TASK INSTRUCTIONS:
Apart from the pictures, every part of the records below gets retyped exactly.

(Free-text object descriptions)
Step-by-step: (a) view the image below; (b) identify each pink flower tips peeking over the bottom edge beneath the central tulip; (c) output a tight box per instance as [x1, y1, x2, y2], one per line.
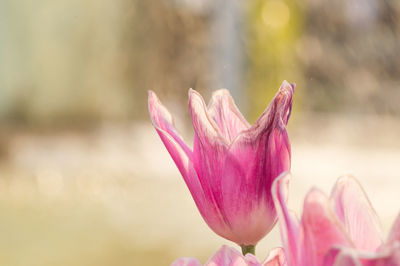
[171, 246, 287, 266]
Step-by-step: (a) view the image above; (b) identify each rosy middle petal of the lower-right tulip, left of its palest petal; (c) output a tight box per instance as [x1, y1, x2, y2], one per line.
[301, 189, 352, 265]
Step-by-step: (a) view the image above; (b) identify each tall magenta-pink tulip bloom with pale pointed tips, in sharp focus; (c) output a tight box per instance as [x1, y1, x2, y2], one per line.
[149, 81, 295, 246]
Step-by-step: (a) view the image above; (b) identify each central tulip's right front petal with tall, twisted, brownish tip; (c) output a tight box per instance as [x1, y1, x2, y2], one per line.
[221, 82, 294, 244]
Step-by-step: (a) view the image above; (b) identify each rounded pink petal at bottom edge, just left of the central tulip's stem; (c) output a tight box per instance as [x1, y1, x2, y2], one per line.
[205, 246, 247, 266]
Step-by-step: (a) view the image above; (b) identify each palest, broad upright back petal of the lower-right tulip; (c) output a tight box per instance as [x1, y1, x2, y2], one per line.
[331, 176, 383, 251]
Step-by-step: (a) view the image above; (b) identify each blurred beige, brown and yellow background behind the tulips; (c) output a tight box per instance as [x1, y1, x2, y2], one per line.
[0, 0, 400, 266]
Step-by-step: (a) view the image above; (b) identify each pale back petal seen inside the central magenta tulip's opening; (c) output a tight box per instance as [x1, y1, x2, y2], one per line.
[208, 89, 250, 142]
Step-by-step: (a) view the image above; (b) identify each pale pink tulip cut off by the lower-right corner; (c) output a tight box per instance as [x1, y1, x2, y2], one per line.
[272, 174, 400, 266]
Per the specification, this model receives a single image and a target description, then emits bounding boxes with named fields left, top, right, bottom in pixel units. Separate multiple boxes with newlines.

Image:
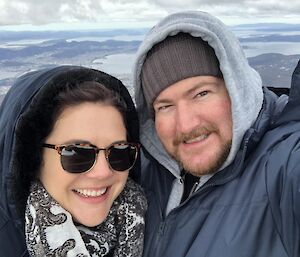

TASK ANSWER:
Step-by-step: (a) view the image below; (b) identify each pink flower tips peeking over the bottom edge beneath the central tulip; (c) output a tight box per instance as [x1, y1, x2, y2], one per line.
[171, 246, 287, 266]
Step-by-step: (a) view the image above; (b) identify each rosy middle petal of the lower-right tulip, left of its palest petal; (c) output a tight box per instance as [x1, y1, x2, y2], one per line.
[301, 189, 352, 265]
Step-by-step: (a) view the image above; (b) identify each tall magenta-pink tulip bloom with pale pointed tips, in sharp focus; (c) output a tight box per instance as [x1, y1, x2, y2], one per line.
[149, 81, 295, 246]
Step-by-step: (a) view the image above; (b) identify each central tulip's right front petal with tall, twisted, brownish tip; (c) output a tight box per instance as [x1, y1, x2, y2], one per line.
[221, 82, 294, 244]
Step-by-step: (a) view the image above; (b) identify each rounded pink petal at bottom edge, just left of the central tulip's stem; (c) output a tight box per instance as [x1, y1, x2, y2], one per line.
[205, 246, 247, 266]
Step-by-step: (a) view the image above; (b) identify each palest, broad upright back petal of the lower-right tulip; (c) output a tight box per instance as [x1, y1, x2, y2], one per line.
[331, 176, 383, 251]
Step-by-step: (a) view the image above; (b) identify each blurred beige, brown and yellow background behind the tulips; (c) output a tight box per instance as [x1, y1, x2, y2], one per line.
[0, 0, 400, 266]
Step-by-step: (a) view the image above; (b) identify each pale back petal seen inside the central magenta tulip's opening; (c) output a tight box per instance as [x1, y1, x2, y2], one per line.
[208, 89, 250, 142]
Step-by-step: (a) view the image above; (b) identify each pale pink tulip cut off by the lower-right corner; (c) output a tight box per instance as [x1, y1, x2, y2], one per line.
[272, 174, 400, 266]
Per the specification, this model receives a single image and a target description, then emits bounding boxes with named fields left, top, right, bottom in pixel units. Separate multiple boxes with newlines.

Image:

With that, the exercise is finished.